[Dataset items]

╭──

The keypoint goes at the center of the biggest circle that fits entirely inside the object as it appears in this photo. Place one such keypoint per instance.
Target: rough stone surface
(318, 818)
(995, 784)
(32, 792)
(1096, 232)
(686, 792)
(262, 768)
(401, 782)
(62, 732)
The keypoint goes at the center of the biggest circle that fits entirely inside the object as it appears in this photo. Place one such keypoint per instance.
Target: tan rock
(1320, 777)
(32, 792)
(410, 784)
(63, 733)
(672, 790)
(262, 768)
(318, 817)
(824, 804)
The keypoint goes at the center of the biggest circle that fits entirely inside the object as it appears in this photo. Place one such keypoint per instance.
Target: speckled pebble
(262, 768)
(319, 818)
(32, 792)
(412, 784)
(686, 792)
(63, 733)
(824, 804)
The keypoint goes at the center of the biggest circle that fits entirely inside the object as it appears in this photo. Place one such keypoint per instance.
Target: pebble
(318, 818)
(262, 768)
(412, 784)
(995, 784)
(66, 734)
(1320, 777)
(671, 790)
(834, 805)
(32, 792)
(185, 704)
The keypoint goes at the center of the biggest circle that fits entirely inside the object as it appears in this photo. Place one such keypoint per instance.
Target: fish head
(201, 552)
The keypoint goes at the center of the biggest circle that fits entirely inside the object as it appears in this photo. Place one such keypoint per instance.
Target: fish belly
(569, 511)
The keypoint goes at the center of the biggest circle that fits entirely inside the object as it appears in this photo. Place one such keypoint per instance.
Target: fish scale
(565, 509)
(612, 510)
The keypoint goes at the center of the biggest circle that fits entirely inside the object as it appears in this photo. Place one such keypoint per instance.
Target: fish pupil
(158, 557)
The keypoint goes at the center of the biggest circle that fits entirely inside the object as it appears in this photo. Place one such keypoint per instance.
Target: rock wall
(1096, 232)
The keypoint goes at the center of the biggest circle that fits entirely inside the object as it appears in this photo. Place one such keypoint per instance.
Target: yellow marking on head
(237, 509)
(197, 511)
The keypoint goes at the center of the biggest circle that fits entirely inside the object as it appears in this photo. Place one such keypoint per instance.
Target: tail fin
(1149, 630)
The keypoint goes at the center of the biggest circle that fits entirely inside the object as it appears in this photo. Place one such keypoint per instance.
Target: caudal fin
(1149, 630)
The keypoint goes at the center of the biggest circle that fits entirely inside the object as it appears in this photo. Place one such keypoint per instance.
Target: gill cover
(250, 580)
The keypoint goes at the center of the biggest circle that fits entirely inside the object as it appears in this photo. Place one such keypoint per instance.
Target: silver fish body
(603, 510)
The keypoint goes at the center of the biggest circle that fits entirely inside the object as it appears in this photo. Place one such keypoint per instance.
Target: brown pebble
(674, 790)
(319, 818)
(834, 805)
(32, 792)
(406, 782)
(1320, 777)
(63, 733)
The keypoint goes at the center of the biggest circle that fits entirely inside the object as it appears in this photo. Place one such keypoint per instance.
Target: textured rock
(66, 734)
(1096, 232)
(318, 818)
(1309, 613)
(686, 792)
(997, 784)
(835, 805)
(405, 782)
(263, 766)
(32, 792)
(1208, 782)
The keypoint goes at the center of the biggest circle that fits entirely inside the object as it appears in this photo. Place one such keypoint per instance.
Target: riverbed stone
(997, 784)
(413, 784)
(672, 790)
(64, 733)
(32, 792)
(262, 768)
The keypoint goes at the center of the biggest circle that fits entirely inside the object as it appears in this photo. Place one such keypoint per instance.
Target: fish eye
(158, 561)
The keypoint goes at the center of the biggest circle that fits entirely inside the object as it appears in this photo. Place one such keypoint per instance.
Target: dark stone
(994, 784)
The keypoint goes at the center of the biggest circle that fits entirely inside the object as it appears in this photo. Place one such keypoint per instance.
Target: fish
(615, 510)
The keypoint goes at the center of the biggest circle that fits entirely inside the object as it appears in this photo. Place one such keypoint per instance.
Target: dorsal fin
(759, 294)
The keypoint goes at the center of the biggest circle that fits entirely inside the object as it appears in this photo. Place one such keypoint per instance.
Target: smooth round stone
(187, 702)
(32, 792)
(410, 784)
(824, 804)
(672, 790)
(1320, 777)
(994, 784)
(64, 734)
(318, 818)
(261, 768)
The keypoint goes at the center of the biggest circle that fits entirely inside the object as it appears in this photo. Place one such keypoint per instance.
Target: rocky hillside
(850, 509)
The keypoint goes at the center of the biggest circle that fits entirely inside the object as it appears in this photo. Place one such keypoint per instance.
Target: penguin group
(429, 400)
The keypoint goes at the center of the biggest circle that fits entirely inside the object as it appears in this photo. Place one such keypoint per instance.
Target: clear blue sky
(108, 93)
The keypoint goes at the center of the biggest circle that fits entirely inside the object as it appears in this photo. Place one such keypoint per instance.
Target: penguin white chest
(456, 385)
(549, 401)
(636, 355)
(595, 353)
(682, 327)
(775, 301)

╰──

● YOUR INSTRUCTIONS: All of the entries must be written out exactly as they stand.

● CORRECT RESULT:
The keypoint goes at the center of the biggest circle that fits entirely inside the object as it appears in this photo. Place one such keypoint per instance.
Target: rough stone surface
(318, 818)
(995, 784)
(32, 792)
(1096, 232)
(686, 792)
(262, 768)
(401, 782)
(62, 732)
The keypoint goes at the center of the biggest circle that fits entirely inside the object as it appears in this photo. Place one such keypoint per instance.
Target: tan rock
(1320, 777)
(32, 792)
(410, 784)
(63, 733)
(672, 790)
(262, 768)
(318, 817)
(824, 804)
The keypoint goes at the center of the biggest circle that fits entirely inside the object as it appears in this photo. Place one such keypoint per instance.
Target: speckled pebble
(262, 768)
(319, 818)
(32, 792)
(412, 784)
(686, 792)
(63, 733)
(824, 804)
The keypoint goes at the center of the biggest circle that fits entirely inside the object as it appears in this photo. Place one such keypoint per instance.
Target: pebble
(318, 818)
(262, 768)
(412, 784)
(995, 784)
(66, 734)
(1320, 777)
(671, 790)
(834, 805)
(32, 792)
(185, 704)
The keypoint goes at the center of the biggest circle that fits entirely inside the object as it appears in this photo. Place one such keypoint per instance.
Target: fish head
(201, 552)
The keypoint goes at the center of the biggest circle that fits entirely inside the object as it appears in this photo. Place one such keypoint per instance.
Target: fish belly
(569, 511)
The keypoint goes at the center of the biggest circle that fits entirely inside the object as it appears in this photo. Place one such keypoint per instance.
Target: fish scale
(565, 509)
(612, 510)
The keypoint goes at the center of the biggest circle that fits entirely inside the object as it appears in this photo. Place one such keypoint per instance.
Target: fish pupil
(158, 557)
The keypoint goes at the center of the biggest circle that fits entirely inside the object as it appears in this photo. Place one such keypoint per instance.
Target: rock wall
(1096, 232)
The keypoint goes at the center of the biggest circle that fits entirely inside the object as it appears in this photo. Place one such keypoint per instance.
Target: yellow marking on head
(237, 509)
(197, 511)
The keypoint goes at the center of the biggest circle that fits entirely inside the object as it appears in this photo. Place one such keypoint per instance.
Target: tail fin
(1149, 630)
The keypoint goes at the center of the biggest circle that fits entirely inside the object as it appears in this photo. Place one such keypoint per instance.
Target: caudal fin
(1149, 630)
The keypoint goes at the center of the biggest circle that fits entirely inside the object as it appears in this photo. Place one such keypoint per instance.
Target: gill cover
(250, 580)
The keypoint goes at the center of the biggest circle that fits entirely inside the object as it appears in this photo. Place one such keypoint per instance.
Target: silver fish body
(603, 510)
The keypoint goes at the center of the biggest circle that fits entirely inside the object as it appears in this photo. Place one such keypoint per instance.
Target: brown pebble
(674, 790)
(319, 818)
(834, 805)
(32, 792)
(406, 782)
(1320, 777)
(63, 733)
The keypoint goes at the center of the biggest circle that fits entirely inside the object as it appears in this photo. Place one such keypoint per instance.
Target: textured rock
(66, 734)
(1096, 232)
(318, 818)
(1309, 613)
(686, 792)
(997, 784)
(835, 805)
(405, 782)
(263, 766)
(32, 792)
(1208, 782)
The keypoint goes at the center of the biggest circle that fits entirely inside the object as it appears in this photo. Place one such keypoint per instance.
Target: riverbed stone
(997, 784)
(413, 784)
(672, 790)
(64, 733)
(32, 792)
(262, 768)
The keypoint goes at the center of the biggest circle that fits entirely inside the object as it appears in this photo. Place one such keypoint per instance.
Target: fish eye
(158, 561)
The keypoint goes at the center of the biggest circle that fits entirely inside the object as it appears in this photo. Place one such keypoint per instance.
Target: dark stone
(994, 784)
The keypoint goes at the center of the biggest circle that fits entirely inside the object as it appears in this photo. Place one such keypoint per instance.
Target: fish
(615, 510)
The keypoint goes at the center of the biggest circle that fits entirely inside the object as it appears in this photo. Place one such keypoint per instance.
Target: dorsal fin
(759, 294)
The keypoint goes at the center of the biggest circle that fits entirely inside the object as it appears in this photo. Place one such keypoint per instance.
Target: smooth round stone
(187, 702)
(32, 792)
(410, 784)
(824, 804)
(672, 790)
(1320, 777)
(994, 784)
(64, 734)
(318, 818)
(261, 768)
The keypoint goes at the center of the biggest circle that fits entirely inside the object as it appears in this photo. Place one such keypoint per instance.
Target: rocky hillside
(850, 509)
The keypoint goes at the center of the biggest circle that fits entirely inside the object as it appears in this photo. Place one such keypoint per instance.
Target: penguin group
(429, 400)
The keypoint goes at the center of the biggest circle that fits entirely inside the object as it appears in this photo. Place one such keypoint per instance.
Target: clear blue sky
(108, 93)
The keypoint goes at the center of the biggest circle that fits entirely inside the object as it appears in this photo. Place one such keypoint per instance.
Target: penguin white chest
(456, 385)
(549, 401)
(636, 355)
(595, 353)
(682, 327)
(775, 301)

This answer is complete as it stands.